[Start of section]

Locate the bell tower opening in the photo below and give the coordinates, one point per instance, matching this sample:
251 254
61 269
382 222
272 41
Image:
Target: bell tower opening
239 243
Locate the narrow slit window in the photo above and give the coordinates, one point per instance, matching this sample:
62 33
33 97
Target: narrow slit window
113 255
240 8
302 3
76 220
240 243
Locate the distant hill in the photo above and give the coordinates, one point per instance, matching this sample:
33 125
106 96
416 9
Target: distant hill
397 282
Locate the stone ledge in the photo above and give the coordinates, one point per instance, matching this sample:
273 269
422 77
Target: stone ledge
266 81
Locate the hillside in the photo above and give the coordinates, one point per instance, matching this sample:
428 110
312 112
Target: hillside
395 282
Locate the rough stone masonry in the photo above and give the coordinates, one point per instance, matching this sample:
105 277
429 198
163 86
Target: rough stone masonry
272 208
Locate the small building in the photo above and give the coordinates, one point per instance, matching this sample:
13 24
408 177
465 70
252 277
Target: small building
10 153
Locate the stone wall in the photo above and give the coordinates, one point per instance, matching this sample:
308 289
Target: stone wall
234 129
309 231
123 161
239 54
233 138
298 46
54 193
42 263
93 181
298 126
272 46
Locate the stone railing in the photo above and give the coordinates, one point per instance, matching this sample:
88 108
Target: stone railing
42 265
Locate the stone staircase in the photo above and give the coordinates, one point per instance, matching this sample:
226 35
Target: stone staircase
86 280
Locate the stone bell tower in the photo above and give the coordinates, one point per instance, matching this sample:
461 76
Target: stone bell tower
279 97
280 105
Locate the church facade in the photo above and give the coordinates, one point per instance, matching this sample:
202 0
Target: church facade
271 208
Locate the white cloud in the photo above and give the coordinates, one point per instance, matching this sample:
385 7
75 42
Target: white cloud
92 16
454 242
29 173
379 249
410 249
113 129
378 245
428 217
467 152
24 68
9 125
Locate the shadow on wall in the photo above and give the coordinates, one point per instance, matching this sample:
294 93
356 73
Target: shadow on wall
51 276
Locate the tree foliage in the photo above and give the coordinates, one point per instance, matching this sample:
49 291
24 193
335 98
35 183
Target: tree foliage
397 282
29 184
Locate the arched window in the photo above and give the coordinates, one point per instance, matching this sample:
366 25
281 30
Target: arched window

[End of section]

Return what is listed above, exactly and completely.

Locate the bell tower opening in the photo below and give the coordinates, one point per instance, matching this sample:
251 254
61 269
382 222
272 41
Image:
Target: bell tower opening
239 243
Locate the narrow slit window in the photo above and give the coordinates, one point per instance, matching this sample:
62 33
33 97
Target: narrow slit window
113 255
240 8
302 3
76 220
240 243
Locate the distant hill in the photo above and give the coordinates, one point per instance, matching this sample:
33 125
106 96
416 9
Target: distant hill
397 282
Locate the stone ledge in the photo above and give the coordinates, one point per instance, matching this sample:
273 269
422 77
Target: stone ledge
266 81
Locate the hillside in the photo above and give the coordinates, one point per instance, matching this sample:
428 110
312 112
Target: hillside
395 282
Locate the rough stone masonry in the photo above and give the coordinates, one point per instance, matching this sample:
105 277
429 198
163 86
Target: rough stone masonry
272 208
Locate the small building in the photo above and give the coordinates, one point per instance, matching this sample:
13 24
408 177
465 70
252 277
Target: small building
10 153
Locate the stone wall in the photo above and give the coordinates, one point per instance, matching this sample:
308 289
Target: stone wall
234 129
309 231
123 161
239 54
233 138
298 46
54 193
42 263
93 181
298 126
272 46
Locate the stone railing in the photo above and give the coordinates, one point per instance, matching this sample:
88 108
Target: stone railing
42 265
Locate the stone staircase in the photo above and give the coordinates, one point per instance, matching this sample:
226 35
Target: stone staircase
86 280
Locate the stone bell tower in the photo above and give the coordinates, one point per instance, matching this sample:
461 76
Target: stone bell tower
279 97
280 105
Locate the church facade in the photo above and give the coordinates, one point per instance, matching this sample:
202 0
Target: church facade
271 208
Locate the white cloud in the photo above and give the coordinates, one point per instance, matching this sample:
385 7
75 42
Target: white cloud
92 16
454 242
29 173
379 249
410 249
113 129
378 245
428 217
467 152
24 68
9 125
Locate the shadow on wall in the photo above and give the coordinates, one point per instance, matching this sample:
294 93
356 73
Target: shadow on wall
51 276
Locate the tree foliage in the photo above and give the coordinates, one point per instance, matching this sample:
49 291
24 193
335 98
35 183
Target: tree foliage
397 282
29 184
Locate the arched window in the photo above and give the coordinates, one point per instance, matching this sample:
366 25
281 30
Target: arched window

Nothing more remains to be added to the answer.